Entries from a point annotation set
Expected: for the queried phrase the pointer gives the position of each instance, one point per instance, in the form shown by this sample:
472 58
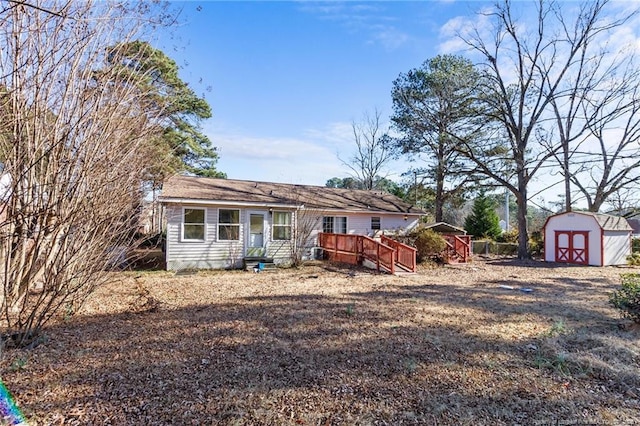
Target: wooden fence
405 255
458 247
353 249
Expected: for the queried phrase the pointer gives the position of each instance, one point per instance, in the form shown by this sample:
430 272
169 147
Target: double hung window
281 226
193 224
228 225
334 224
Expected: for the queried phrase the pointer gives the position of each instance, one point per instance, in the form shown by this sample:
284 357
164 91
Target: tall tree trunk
567 179
521 198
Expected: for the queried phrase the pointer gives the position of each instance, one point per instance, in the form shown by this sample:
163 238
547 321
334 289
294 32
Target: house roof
229 191
445 228
635 225
606 221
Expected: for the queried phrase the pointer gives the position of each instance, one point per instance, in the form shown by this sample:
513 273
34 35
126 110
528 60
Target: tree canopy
182 146
432 107
483 220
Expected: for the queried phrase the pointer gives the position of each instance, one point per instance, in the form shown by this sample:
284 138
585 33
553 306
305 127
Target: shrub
483 220
627 299
634 259
429 244
510 236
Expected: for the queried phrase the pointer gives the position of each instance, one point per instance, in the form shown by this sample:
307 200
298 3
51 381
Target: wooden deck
388 255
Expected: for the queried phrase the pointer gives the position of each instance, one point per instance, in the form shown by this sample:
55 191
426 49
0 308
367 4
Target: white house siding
617 246
210 254
213 254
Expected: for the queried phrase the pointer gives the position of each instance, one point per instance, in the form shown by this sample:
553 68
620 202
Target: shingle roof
189 188
608 222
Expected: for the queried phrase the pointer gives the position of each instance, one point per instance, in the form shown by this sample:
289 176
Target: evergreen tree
182 146
483 220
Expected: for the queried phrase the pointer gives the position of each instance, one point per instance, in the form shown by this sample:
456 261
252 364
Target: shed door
572 247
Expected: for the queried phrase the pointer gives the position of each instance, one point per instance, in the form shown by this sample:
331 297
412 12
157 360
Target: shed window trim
194 228
282 226
228 224
334 224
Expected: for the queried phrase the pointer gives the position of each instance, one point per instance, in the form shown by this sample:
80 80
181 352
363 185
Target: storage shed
587 238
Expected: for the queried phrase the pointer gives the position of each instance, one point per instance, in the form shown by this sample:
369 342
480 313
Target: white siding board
617 247
210 254
616 244
214 254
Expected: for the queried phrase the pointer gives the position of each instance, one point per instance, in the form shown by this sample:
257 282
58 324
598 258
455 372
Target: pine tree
483 220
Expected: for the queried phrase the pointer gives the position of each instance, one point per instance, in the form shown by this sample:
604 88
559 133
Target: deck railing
405 255
353 249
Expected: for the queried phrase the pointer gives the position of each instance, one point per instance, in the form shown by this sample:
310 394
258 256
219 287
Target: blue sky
286 79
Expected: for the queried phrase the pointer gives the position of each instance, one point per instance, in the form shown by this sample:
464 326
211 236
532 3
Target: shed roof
200 189
606 221
445 228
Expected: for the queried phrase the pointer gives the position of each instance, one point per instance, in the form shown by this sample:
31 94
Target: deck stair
385 255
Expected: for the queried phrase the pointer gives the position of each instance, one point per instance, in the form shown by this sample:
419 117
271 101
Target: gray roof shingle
184 188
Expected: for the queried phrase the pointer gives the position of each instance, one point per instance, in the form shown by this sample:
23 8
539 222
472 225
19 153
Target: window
193 224
228 225
334 224
375 223
281 226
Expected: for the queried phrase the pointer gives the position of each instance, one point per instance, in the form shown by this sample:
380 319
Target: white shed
587 238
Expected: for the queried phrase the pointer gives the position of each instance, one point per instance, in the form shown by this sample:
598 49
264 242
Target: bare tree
613 163
598 96
373 151
526 67
432 103
74 142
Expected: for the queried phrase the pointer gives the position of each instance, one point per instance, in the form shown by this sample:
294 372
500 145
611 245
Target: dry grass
324 345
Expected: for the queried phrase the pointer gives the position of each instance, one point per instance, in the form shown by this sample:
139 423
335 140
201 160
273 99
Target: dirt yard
492 342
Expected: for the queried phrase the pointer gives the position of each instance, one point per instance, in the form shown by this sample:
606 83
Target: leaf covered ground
329 345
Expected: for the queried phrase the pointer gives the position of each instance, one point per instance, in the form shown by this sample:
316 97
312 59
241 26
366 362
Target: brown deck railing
458 246
353 249
405 255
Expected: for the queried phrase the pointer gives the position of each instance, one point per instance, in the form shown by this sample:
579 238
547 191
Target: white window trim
239 225
274 225
183 223
346 223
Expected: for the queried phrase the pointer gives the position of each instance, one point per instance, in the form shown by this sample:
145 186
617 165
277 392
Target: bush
510 236
429 244
627 299
634 259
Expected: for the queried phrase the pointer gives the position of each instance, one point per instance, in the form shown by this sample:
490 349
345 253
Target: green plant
483 220
634 259
627 299
510 236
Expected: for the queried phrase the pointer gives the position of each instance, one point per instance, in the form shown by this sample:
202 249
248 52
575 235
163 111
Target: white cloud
310 159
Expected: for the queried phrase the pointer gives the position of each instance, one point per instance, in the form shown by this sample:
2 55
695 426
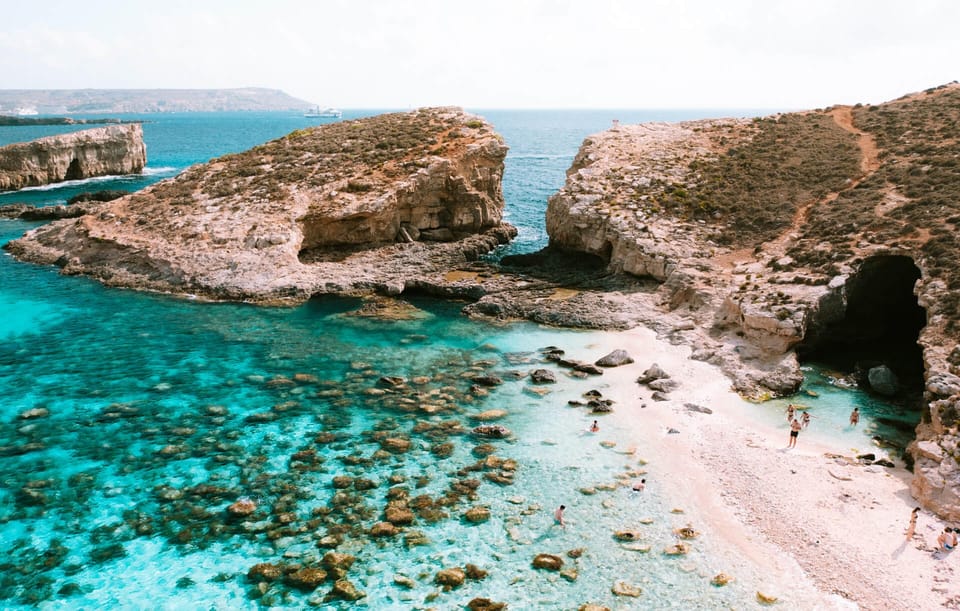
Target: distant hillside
66 101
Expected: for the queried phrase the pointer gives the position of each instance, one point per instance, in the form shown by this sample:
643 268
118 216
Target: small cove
148 394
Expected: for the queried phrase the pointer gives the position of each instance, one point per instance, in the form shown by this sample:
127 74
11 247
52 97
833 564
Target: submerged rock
622 588
485 604
477 515
492 431
543 376
549 562
450 578
264 571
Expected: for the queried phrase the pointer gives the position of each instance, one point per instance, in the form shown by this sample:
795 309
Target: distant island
7 120
24 102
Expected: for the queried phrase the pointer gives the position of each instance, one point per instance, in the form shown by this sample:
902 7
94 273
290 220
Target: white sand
781 508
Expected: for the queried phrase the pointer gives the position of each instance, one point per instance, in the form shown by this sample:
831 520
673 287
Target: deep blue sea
129 422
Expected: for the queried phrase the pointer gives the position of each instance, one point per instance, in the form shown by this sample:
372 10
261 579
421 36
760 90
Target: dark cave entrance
879 326
73 170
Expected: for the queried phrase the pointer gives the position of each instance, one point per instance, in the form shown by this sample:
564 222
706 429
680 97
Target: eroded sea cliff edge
828 236
102 151
374 204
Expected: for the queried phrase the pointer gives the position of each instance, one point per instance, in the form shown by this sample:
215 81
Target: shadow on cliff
569 269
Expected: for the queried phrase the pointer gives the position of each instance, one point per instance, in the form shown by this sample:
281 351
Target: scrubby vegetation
757 186
912 201
385 145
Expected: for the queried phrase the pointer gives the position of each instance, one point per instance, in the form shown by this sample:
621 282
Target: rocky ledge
368 205
103 151
828 235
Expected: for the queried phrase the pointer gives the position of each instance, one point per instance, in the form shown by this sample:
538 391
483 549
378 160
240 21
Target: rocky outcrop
811 234
375 204
103 151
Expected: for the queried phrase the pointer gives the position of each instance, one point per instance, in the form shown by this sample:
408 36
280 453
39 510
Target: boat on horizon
325 113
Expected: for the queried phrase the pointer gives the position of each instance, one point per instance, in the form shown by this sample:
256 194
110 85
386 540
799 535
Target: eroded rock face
365 205
755 263
103 151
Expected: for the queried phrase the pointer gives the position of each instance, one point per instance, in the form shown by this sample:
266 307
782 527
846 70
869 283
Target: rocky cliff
365 205
827 235
103 151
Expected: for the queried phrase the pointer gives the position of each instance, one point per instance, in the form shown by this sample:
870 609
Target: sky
495 53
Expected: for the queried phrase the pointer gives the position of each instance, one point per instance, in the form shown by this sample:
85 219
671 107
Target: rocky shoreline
721 235
102 151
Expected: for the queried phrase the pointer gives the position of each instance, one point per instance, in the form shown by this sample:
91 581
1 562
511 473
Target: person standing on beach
795 427
947 540
913 523
855 416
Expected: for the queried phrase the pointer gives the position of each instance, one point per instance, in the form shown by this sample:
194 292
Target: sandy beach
840 524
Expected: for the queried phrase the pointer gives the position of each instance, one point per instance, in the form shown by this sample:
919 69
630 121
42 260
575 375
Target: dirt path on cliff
869 163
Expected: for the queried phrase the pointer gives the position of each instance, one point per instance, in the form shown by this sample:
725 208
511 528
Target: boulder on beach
543 376
653 372
614 359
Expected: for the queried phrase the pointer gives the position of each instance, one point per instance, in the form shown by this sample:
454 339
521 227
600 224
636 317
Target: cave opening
879 326
73 170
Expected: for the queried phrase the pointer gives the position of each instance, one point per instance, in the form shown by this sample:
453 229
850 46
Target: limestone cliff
829 235
370 204
103 151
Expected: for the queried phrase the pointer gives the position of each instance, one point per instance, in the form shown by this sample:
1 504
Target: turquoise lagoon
161 412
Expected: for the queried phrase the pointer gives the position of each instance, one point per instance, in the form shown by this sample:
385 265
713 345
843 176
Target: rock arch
873 318
74 171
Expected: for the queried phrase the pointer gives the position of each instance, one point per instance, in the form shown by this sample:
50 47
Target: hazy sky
493 53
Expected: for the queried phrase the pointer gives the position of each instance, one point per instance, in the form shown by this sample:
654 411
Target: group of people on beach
797 424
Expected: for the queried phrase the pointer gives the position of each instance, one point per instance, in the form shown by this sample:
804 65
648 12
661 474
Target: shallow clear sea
161 412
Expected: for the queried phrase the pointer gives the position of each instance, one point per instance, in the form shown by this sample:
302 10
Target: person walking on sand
558 516
855 416
947 540
795 427
913 523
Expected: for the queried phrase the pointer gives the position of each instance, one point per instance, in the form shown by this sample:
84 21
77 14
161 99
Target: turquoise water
161 412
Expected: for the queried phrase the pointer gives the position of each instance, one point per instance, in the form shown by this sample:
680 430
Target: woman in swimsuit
947 540
913 523
794 432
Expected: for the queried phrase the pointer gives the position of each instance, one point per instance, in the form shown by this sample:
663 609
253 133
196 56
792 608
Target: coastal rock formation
829 235
367 205
103 151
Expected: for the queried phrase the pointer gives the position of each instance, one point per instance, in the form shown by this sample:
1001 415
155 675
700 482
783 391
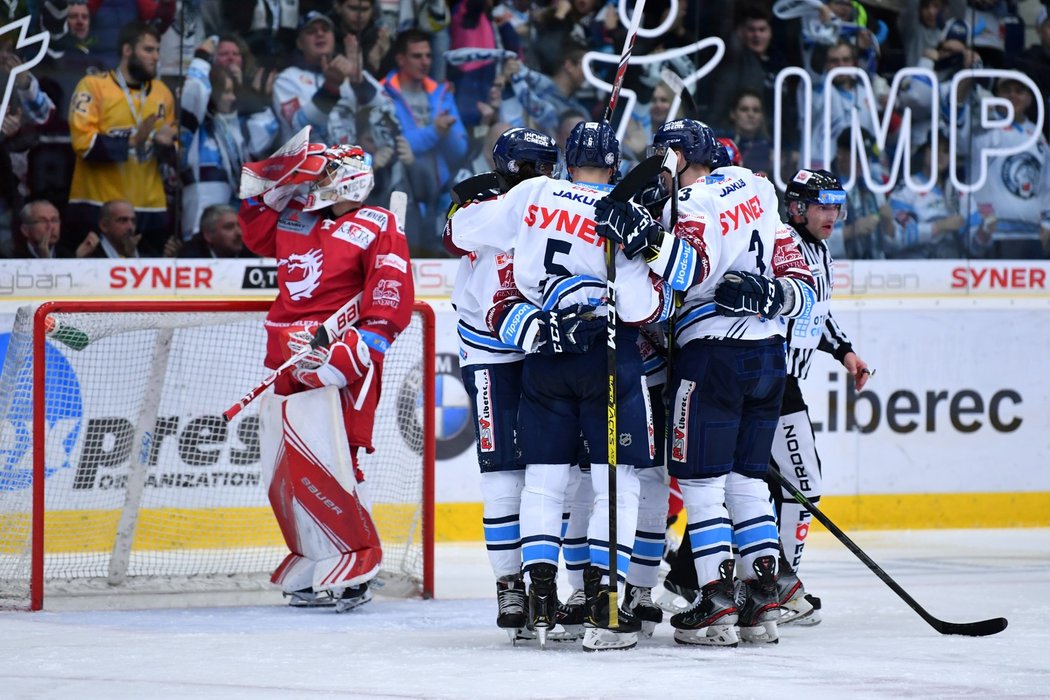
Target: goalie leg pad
313 491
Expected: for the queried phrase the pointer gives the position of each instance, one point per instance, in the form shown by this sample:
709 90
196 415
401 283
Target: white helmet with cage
347 177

- **Task to carry out**:
Report how many lines of the records above contain the string "trim", matching case exactly, and give only that number.

- **Reply**:
2